Saturday, October 19, 2019

Accept God's Forgiveness and Love

"Remain faithful to what you have learned and believed, because you know from whom you learned it. "2 Tim 3:14

It can be easy to condemn others. People, governments and churches make mistakes. We don't take enough time to properly evaluate a situation, or we fail to ask the right questions, and before we know it, we have made a decision that is shortsighted, even foolish. When, moreover, governments and churches do this, they get attacked. We like having scapegoats.

Gratefully, God does not look to blame us. Rather, God keeps looking for reasons to love and forgive us. As John reminds us, God did not send the Christ into the world to condemn us, but to save us. What else could God do to demonstrate his love? St Paul says it this way:
You see, at just the right time, when we were still powerless, Christ died for the ungodly. Very rarely will anyone die for a righteous man, though for a good man someone might possibly dare to die. But God demonstrates his own love for us in this: While we were still sinners, Christ died for us. (Rom 5:6-8)
God saves us, not because of our good works or desire for God's love, but because God is God. There is no other explanation. God sees past our sins, focuses on our goodness, and challenges us to do the same.

Today, bathe in God's forgiveness and love.

Have you ever been able to love unconditionally?




Friday, October 18, 2019

Saints John de Brébeuf and Isaac Jogues, Companions and Martyrs

"Out of the depths I cry to you O Lord." Ps 130:1

One of the most difficult situations every missionary faces is learning the nuances of another language. Knowing the idiomatic expressions, the intonations and the humor of other languages requires a life long effort, and even then most people never lose the accent from their fist language. Nevertheless, Jesus tells his disciples not to worry about what to say, that the Holy Spirit will teach you. Good advice, even today.

When John de Brebeuf, Isaac Jogues and their companions came to the New World they knew very little about it, and undoubtedly did things that frightened the Native Americans they encountered. Rene Goupil was killed for tracing the sign of the Cross on a child's forehead, and we will never know how the Native Americans interpreted his gesture. Could they have believed Rene was harming the child? Were the missionaries able to communicate their dreams and purpose? We trust that their intent was always good, but some of what they said and did was misinterpreted, and that is a good lesson for us.

Knowing the culture into which one is inserted, even while living in the United States, is vital for good and lasting relationships. While none of us want to make seriously egregious mistakes when speaking and living with people from different cultures, it is bound to happen, and this can lead either to a deepened appreciation for one another or create fissures between and among us that are very hard to heal. For those who desire a deeper relationship and not a lasting break, it is vital to listen deeply and ask the Lord for the words that will help us articulate the power of the Gospel in a way others can understand.

#### Requirement a
Please print the stretch of the devotional from "Knowing the culture" through "others can understand.", word for word.
The records that come next are unrelated to the devotional.

#### Data in this exercise
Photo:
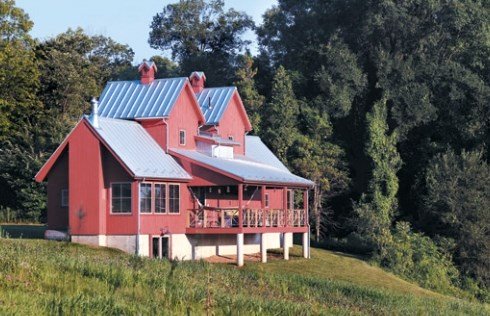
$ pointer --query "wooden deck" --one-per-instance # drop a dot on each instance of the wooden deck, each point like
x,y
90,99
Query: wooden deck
x,y
227,221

#### Requirement b
Output every line of the records above without any change, leaving the pictures out.

#### Complete response a
Knowing the culture into which one is inserted, even while living in the United States, is vital for good and lasting relationships. While none of us want to make seriously egregious mistakes when speaking and living with people from different cultures, it is bound to happen, and this can lead either to a deepened appreciation for one another or create fissures between and among us that are very hard to heal. For those who desire a deeper relationship and not a lasting break, it is vital to listen deeply and ask the Lord for the words that will help us articulate the power of the Gospel in a way others can understand.

#### Complete response b
Photo:
$ pointer --query "wooden deck" --one-per-instance # drop a dot on each instance of the wooden deck, each point like
x,y
90,99
Query: wooden deck
x,y
227,221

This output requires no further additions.